## WHAT YOU ARE ASKED TO DO
Edit the lines below so that every "pixel coordinates" becomes "image coordinates", leaving all other text unchanged.

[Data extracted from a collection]
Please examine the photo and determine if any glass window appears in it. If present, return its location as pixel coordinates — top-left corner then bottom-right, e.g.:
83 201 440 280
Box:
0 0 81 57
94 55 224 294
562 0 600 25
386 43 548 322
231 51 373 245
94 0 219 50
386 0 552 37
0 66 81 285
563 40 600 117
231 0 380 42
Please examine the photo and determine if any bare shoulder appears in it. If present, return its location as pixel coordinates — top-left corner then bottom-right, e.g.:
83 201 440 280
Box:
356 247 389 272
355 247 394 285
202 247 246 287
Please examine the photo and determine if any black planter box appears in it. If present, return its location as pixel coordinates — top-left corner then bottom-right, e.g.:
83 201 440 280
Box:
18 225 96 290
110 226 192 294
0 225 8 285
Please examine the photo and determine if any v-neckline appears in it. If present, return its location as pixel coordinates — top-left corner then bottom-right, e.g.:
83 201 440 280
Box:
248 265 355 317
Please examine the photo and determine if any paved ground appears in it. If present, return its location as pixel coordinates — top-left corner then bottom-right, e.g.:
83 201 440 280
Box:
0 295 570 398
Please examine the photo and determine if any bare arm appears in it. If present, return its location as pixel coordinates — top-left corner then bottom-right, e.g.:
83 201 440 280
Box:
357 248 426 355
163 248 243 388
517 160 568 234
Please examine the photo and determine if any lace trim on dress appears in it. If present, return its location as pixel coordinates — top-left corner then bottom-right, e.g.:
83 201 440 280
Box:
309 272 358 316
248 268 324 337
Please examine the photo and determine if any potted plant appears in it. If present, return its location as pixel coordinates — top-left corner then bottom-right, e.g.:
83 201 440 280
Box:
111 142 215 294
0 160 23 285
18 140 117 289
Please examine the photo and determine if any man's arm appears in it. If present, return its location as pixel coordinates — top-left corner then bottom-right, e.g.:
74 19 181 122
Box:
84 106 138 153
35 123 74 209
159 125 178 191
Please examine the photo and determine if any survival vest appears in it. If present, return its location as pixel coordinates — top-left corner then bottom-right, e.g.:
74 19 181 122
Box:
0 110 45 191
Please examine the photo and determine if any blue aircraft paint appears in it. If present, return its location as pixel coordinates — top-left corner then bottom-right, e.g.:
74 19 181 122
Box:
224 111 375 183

## ANSWER FOR THIS EXERCISE
Please examine the photo and determine if any glass window appears in it. If present, return its location as image coordinates — top-left corner then bottom-right, e.g.:
83 201 440 280
Box:
0 0 81 57
94 55 224 294
562 0 600 25
386 43 548 322
231 51 373 245
94 0 219 50
386 0 552 37
0 66 81 285
563 40 600 117
231 0 380 42
Please examine the photo and determine if any bare shoulder appears in it. If present, return its location as image coordinates — top-left corner then bottom-right, e.g.:
83 201 440 280
Box:
356 247 389 272
355 247 394 285
202 247 246 287
Please examine the photo and determine if any black planter box appears in it. If present, return its location as image coordinates — top-left corner then bottom-right, e.g.:
83 201 440 280
Box:
18 225 96 290
110 226 192 294
0 225 8 285
Please examine the photo and determine if any v-neckline appears in it. If present, return its location as image coordinates — top-left corner then bottom-right, e.g.:
83 201 440 280
Box:
248 265 355 317
Please examine the photo and determine if any paved ground appears in it. If present, return its location as image coordinates — top-left corner then bottom-right, e.g.:
83 201 440 280
Box:
0 295 570 398
Please examine the photo and determine if any bare arm appears in it. If present, return its location as image coordinates — top-left corner then bottom-right, e.g.:
83 201 440 280
Box:
357 248 426 355
163 248 243 388
517 160 568 234
Please examine the photo and determine if any lace trim on dress appears in it. If present, return its location as image coordinates — top-left corner then bottom-right, e.g.:
83 201 440 280
Box:
309 272 358 316
248 268 324 337
Please examine the photo and determine if any potted plant appears in it. If present, return its location as image coordinates — top-left corner then bottom-right, e.g.:
83 201 440 280
Box:
111 142 215 294
0 160 23 285
18 140 117 289
Please examine the photo and determine if any man's arm appears in it. If present, return its location as image coordinates — top-left corner then bottom-right, e.g.:
74 19 181 122
Box:
84 106 138 153
35 123 74 209
159 125 178 191
Please examine the photo and determine if any survival vest appears in it. If present, return its location as image coordinates — top-left corner then bottom-right, e.g.:
74 19 181 122
Box:
0 110 45 191
Please examine the photo and determine if any blue aircraft paint appears in it. If present, return its location as image coordinates — top-left corner then bottom-right, e.g.:
74 19 181 122
Box:
224 111 375 183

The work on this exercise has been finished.